* Problem details *
All of the material below is to be retyped exactly.
- - - - - - -
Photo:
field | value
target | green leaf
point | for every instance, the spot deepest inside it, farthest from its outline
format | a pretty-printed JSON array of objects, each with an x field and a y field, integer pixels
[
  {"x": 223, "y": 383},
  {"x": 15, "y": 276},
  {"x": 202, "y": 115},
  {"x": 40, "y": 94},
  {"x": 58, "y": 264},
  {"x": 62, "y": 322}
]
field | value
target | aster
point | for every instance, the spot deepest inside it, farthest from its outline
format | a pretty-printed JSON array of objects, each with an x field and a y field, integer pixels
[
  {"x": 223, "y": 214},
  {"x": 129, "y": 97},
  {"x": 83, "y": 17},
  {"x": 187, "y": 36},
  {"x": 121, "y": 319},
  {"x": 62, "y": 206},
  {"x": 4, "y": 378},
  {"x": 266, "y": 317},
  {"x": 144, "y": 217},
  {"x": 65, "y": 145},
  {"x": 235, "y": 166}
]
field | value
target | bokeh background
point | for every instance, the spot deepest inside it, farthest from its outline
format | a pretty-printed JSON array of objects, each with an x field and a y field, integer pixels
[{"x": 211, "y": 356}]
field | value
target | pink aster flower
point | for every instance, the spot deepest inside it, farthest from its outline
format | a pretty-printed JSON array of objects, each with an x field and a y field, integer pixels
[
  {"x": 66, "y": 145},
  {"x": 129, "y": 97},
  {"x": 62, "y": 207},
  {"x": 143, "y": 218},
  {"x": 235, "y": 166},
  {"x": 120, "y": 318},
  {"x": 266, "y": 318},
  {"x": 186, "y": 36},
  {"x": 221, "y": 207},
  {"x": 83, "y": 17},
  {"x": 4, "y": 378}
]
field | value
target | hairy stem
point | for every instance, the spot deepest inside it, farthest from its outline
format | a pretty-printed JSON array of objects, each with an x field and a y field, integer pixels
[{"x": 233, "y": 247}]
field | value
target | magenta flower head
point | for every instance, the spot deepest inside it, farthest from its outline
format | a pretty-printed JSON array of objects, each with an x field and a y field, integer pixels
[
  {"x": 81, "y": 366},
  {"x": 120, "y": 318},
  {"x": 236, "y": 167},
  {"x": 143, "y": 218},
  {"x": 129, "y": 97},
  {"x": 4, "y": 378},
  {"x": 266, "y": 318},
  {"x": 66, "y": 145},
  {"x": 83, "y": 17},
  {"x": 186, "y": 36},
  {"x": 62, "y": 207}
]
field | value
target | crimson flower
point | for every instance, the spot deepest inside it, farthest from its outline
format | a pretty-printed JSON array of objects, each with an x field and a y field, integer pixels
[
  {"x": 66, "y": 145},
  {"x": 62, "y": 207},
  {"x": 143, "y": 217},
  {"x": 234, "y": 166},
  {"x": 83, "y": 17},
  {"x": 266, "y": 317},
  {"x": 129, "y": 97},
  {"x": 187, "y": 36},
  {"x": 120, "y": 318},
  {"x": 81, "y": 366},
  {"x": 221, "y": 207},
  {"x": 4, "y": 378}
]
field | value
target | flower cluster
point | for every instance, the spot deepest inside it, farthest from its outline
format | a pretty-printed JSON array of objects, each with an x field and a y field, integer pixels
- - - - - - -
* Task response *
Photo:
field | value
target | green leaf
point | for every instance, the spot deepest inside it, farthest from its outline
format | a pretty-printed JSON array of objects, each with an x field and a y field, integer pixels
[
  {"x": 223, "y": 383},
  {"x": 15, "y": 276},
  {"x": 202, "y": 115},
  {"x": 40, "y": 94},
  {"x": 58, "y": 264},
  {"x": 62, "y": 322}
]
field | value
target | aster
point | for every instance, the spot deepest inside it, farthest from its outline
format | a pretty-printed JSON array of objects, each with an x field and a y field, integer pixels
[
  {"x": 223, "y": 214},
  {"x": 129, "y": 97},
  {"x": 83, "y": 17},
  {"x": 187, "y": 36},
  {"x": 121, "y": 319},
  {"x": 62, "y": 206},
  {"x": 4, "y": 378},
  {"x": 266, "y": 317},
  {"x": 144, "y": 217},
  {"x": 65, "y": 145},
  {"x": 235, "y": 166}
]
field | value
target | bokeh background
point | for every instance, the spot deepest inside it, farthest from its outline
format | a pretty-printed JSON array of objects, each with an x field and a y field, integer pixels
[{"x": 211, "y": 356}]
field | value
target | pink aster flower
point | for every instance, the spot deepest inside it, farthest from its outline
format | a pretty-printed JSON array of objects, each with an x field and a y field, integer pixels
[
  {"x": 66, "y": 145},
  {"x": 129, "y": 97},
  {"x": 62, "y": 207},
  {"x": 143, "y": 218},
  {"x": 235, "y": 166},
  {"x": 120, "y": 318},
  {"x": 266, "y": 318},
  {"x": 186, "y": 36},
  {"x": 221, "y": 207},
  {"x": 83, "y": 17},
  {"x": 4, "y": 378}
]
field | value
target | hairy stem
point | for every instance, the spot deepest inside it, farthest from its outline
format | a pretty-printed JSON array of objects, each with an x field and a y field, integer pixels
[{"x": 233, "y": 247}]
field | value
target | magenta flower head
point | for every instance, the spot deepest inside it, farthest from its outline
format | a pretty-printed JSON array of objects, each with an x field and a y field, integer pixels
[
  {"x": 81, "y": 366},
  {"x": 120, "y": 318},
  {"x": 236, "y": 167},
  {"x": 143, "y": 218},
  {"x": 129, "y": 97},
  {"x": 4, "y": 378},
  {"x": 266, "y": 318},
  {"x": 66, "y": 145},
  {"x": 83, "y": 17},
  {"x": 186, "y": 36},
  {"x": 62, "y": 207}
]
field | value
target | crimson flower
point | for every instance, the spot deepest inside it, farthest from its outline
format | a pretty-printed JSON array of objects, each with an x field and a y field, integer pixels
[
  {"x": 66, "y": 145},
  {"x": 62, "y": 207},
  {"x": 143, "y": 217},
  {"x": 234, "y": 166},
  {"x": 83, "y": 17},
  {"x": 266, "y": 317},
  {"x": 129, "y": 97},
  {"x": 187, "y": 36},
  {"x": 120, "y": 318},
  {"x": 81, "y": 366},
  {"x": 221, "y": 207},
  {"x": 4, "y": 378}
]
field | value
target | flower cluster
point | for every instance, the spot deepest inside it, farthest from its outline
format | a pretty-printed JSON array of objects, each with an x field and a y field, integer pixels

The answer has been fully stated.